STATED TASK: From the listing that follows, extract every line and set it down unaltered.

DATA ENTRIES:
------
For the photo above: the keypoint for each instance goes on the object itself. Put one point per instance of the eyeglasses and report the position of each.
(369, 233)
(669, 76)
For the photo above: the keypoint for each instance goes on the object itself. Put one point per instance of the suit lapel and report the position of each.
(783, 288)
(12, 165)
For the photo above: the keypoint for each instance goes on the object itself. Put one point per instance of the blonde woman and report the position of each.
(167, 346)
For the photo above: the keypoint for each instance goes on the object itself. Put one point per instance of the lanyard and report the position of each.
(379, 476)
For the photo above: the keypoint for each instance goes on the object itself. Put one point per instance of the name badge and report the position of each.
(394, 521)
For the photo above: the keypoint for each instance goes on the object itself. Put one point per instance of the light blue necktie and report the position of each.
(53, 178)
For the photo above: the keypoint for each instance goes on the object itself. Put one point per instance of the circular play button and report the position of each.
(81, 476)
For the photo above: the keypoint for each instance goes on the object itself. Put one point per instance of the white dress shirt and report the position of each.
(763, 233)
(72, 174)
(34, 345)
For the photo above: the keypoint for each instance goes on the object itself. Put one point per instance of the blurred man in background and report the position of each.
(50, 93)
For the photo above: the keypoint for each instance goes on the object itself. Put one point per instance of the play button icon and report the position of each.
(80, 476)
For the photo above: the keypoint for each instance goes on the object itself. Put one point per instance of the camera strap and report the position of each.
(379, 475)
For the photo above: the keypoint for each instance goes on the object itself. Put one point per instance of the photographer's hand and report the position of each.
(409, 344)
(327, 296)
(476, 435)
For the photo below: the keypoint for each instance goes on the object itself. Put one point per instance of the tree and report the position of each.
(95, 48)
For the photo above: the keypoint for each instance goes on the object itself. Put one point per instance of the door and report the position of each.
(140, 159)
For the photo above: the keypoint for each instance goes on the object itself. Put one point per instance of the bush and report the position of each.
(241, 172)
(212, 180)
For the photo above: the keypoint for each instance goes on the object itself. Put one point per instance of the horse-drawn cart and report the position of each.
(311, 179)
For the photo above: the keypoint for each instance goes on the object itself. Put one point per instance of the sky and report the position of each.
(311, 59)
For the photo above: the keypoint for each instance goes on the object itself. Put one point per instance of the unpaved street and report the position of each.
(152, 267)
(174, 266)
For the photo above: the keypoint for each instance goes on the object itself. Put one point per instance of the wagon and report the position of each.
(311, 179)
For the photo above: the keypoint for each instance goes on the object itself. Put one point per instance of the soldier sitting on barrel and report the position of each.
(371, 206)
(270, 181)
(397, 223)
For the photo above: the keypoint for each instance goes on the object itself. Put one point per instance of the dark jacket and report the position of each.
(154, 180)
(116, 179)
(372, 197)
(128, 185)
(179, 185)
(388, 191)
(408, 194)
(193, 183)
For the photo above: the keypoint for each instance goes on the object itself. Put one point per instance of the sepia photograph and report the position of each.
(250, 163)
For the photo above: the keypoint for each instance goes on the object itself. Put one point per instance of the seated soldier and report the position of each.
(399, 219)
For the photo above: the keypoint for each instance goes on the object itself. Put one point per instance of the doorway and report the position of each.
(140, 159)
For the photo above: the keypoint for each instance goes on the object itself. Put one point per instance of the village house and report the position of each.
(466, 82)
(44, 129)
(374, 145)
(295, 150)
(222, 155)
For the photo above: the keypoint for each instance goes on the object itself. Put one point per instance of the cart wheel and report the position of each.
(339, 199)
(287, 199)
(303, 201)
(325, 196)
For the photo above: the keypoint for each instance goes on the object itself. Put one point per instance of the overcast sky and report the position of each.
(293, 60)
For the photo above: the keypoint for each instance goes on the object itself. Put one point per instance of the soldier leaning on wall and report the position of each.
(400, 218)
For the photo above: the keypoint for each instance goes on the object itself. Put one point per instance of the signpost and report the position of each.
------
SOLUTION FOR THIS PROBLEM:
For the photo above: the keypoint for each instance goes on the object itself. Put one point per instance of the eyeglasses and report the position of each.
(369, 233)
(669, 76)
For the photo above: the keypoint for each instance goes on the object itself. Put one point per instance of the suit lapel and report the position of each.
(783, 288)
(12, 165)
For the photo above: the keypoint for each instance goes on the object itself. Put one point per instance of the blonde woman and report the position of each.
(167, 346)
For the photo above: the keypoint for each instance goes on the object itself. Put one point per instance of the lanyard and report the position of each.
(379, 476)
For the photo above: the keypoint for each instance goes on the object itself. Put one point per instance of the name badge and report the position of each.
(394, 521)
For the photo above: the keypoint for each instance goes on the object itself. Put one point per instance of the light blue necktie and report the position of each.
(53, 178)
For the photo above: the keypoint for each instance goes on the object itself. Put one point per instance of the circular play button and report the position of each.
(81, 476)
For the photo above: the keypoint for each instance goes on the object itself. Put one point per instance of the white dress shirt and report the position of each.
(763, 233)
(72, 174)
(34, 345)
For the photo above: the keypoint for each instance goes on the object itself. Put one point per instance of the blurred man in background and report the position of each.
(50, 93)
For the photo above: the keypoint for each instance goes on the object itself. Put one point per instance of the play button icon and report the position of each.
(80, 476)
For the photo above: the keypoint for each instance goes on the object itself. Put one point per instance of the camera strap and report the position of each.
(379, 475)
For the photo above: the keypoint for each instance goes on the object itself. Put one point per instance of the photographer's hand and report the position of each.
(409, 344)
(327, 296)
(476, 435)
For the photo below: the keypoint for each instance goes on the object itself. Put one point per instance of the tree and report the position of each.
(95, 48)
For the photo above: the keypoint for each instance goes on the object itself. Put one point per instance of the door and report the position of each.
(140, 159)
For the photo above: the keypoint for each instance goes on the object itself. Put one point per instance of the bush and report the position of each.
(241, 172)
(212, 180)
For the photo above: the keypoint for each instance goes on the object itself. Put one point per instance of the horse-drawn cart and report the position of each.
(311, 179)
For the photo above: the keypoint for each instance goes on the object itself. Put one point per instance of the sky and report the position of each.
(311, 59)
For the photo above: the keypoint for each instance goes on the object itself. Put one point per instance of the unpaved street and report the position of each.
(152, 267)
(174, 266)
For the photo above: the keypoint for each instance goes on the object itself. Put one point per instance of the wagon and report the position of each.
(311, 179)
For the photo above: the keypoint for each instance goes on the object itself. Put one point per instance of the soldier sitting on barrel and report the position of each.
(371, 206)
(270, 181)
(397, 223)
For the photo above: the keypoint for each instance goes on the object itself. Put one point per instance of the dark jacket and report the position of each.
(154, 180)
(116, 179)
(372, 197)
(128, 185)
(179, 185)
(388, 191)
(408, 194)
(193, 183)
For the photo above: the keypoint for each instance goes on the object itself. Put one point per instance of the sepia photograph and report the position of each.
(250, 163)
For the photo above: the keypoint for each instance goes on the object itself. Put one point per instance of the seated soldier and report the position of each.
(399, 219)
For the photo above: the keypoint for each instance goes on the object itself. Put one point per instance of the doorway and report the position of each.
(140, 159)
For the photo above: the keypoint for each instance goes on the object itself. Put one point per instance of the village house and report the position of each.
(466, 82)
(44, 129)
(374, 145)
(295, 150)
(222, 155)
For the photo above: the keypoint for each instance goes on the object itself. Put one point per instance of the cart wheel and report the position of each.
(339, 199)
(287, 199)
(303, 201)
(325, 196)
For the photo above: the keypoint for each instance goes on the object itself. Put one point per instance of the overcast sky and report the position of each.
(293, 60)
For the photo above: the keypoint for each instance goes on the object itself. Put one point per instance of the soldier leaning on wall and report the position of each.
(400, 218)
For the photo above: the keypoint for each instance goes on the object itself. Put one point per instance of the signpost and report the position of each.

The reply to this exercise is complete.